MATERIAL PROVIDED:
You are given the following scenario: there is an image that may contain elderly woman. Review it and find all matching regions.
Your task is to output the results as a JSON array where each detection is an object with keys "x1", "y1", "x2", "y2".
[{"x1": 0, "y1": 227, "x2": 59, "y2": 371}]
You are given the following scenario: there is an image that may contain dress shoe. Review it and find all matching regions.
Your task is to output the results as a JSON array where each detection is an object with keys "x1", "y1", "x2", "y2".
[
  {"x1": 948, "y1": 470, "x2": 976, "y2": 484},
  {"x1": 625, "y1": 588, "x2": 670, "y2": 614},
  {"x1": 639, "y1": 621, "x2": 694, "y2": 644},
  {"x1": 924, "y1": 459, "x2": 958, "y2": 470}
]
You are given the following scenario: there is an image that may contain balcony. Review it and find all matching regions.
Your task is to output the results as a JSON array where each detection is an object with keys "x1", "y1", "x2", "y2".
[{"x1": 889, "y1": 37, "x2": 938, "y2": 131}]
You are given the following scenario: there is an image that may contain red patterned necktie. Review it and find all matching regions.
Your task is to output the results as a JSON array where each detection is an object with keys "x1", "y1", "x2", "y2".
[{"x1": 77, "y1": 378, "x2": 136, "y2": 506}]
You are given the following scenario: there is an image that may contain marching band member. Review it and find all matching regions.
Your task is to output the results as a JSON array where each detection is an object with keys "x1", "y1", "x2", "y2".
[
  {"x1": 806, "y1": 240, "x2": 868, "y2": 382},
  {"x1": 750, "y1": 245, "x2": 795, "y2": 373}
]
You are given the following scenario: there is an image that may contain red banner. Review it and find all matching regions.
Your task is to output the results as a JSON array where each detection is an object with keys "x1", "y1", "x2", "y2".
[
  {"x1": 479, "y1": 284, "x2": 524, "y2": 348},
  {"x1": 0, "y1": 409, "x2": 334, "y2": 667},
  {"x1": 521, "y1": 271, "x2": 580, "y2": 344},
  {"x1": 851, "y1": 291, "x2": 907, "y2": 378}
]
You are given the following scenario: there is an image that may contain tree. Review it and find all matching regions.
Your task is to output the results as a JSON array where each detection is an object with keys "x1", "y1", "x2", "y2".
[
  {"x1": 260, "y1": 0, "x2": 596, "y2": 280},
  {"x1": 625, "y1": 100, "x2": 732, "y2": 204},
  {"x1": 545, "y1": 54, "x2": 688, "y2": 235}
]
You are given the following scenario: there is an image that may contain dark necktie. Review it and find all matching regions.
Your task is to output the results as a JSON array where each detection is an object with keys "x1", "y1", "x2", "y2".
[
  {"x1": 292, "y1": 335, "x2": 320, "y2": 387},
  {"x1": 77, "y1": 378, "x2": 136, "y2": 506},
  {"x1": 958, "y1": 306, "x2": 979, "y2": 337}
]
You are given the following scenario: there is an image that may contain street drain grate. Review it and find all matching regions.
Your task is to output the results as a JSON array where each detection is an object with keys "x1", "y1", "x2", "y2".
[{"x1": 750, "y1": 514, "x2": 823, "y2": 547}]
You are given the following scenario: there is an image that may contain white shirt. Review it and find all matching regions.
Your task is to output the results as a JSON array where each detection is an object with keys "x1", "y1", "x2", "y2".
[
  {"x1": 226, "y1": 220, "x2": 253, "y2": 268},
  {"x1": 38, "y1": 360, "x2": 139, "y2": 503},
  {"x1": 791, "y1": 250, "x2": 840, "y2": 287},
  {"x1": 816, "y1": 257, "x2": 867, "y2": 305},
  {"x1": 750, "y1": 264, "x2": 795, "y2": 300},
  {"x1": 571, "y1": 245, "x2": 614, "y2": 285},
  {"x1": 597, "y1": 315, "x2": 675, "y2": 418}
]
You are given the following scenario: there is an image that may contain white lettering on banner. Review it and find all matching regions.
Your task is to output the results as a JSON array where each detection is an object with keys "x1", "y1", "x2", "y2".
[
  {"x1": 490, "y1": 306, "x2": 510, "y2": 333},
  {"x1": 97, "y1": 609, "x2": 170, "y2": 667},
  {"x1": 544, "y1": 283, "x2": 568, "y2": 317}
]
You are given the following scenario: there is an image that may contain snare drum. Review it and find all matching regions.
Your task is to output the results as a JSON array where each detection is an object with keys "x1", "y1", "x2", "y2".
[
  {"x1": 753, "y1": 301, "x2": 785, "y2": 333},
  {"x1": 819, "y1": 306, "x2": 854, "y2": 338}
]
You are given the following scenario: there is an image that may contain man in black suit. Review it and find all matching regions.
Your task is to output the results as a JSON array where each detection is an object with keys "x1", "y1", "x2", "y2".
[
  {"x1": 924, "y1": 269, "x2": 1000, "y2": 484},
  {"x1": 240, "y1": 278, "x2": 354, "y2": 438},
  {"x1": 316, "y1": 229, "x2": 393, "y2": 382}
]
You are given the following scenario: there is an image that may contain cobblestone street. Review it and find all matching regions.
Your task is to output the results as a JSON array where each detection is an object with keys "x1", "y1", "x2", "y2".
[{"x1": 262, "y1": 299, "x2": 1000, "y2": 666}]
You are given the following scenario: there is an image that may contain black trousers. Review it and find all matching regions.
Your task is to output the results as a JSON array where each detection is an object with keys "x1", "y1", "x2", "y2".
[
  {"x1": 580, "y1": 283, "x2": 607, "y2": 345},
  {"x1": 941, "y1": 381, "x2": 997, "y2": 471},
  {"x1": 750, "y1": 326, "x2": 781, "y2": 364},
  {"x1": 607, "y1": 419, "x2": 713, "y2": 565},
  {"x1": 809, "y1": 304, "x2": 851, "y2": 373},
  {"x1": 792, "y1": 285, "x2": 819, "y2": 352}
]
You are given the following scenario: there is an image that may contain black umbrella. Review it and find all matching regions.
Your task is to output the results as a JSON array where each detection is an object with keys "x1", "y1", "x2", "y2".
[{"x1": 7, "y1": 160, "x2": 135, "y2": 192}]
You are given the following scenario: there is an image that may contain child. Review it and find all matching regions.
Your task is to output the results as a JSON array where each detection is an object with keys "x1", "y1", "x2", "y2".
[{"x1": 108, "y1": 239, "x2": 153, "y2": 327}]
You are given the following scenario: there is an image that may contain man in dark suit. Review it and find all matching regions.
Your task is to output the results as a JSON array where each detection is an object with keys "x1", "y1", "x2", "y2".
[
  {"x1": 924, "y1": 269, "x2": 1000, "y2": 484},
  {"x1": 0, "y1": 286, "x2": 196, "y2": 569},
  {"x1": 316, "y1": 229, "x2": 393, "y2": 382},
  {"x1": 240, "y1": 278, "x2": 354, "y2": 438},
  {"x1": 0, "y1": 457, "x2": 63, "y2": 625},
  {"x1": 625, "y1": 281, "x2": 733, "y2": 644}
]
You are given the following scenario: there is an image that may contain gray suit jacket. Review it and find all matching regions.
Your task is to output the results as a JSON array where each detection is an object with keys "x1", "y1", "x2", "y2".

TASK TO CARRY OUT: Pull out every line in the entries above that contains the word "banner", and list those lines in their original order.

FULL ANSWER:
You are given the following scenario: there is an image that may contain red banner. Review it and find all matching regions.
You are given the following scenario: there is an image that may contain white lettering on banner. Review it and find all matching regions.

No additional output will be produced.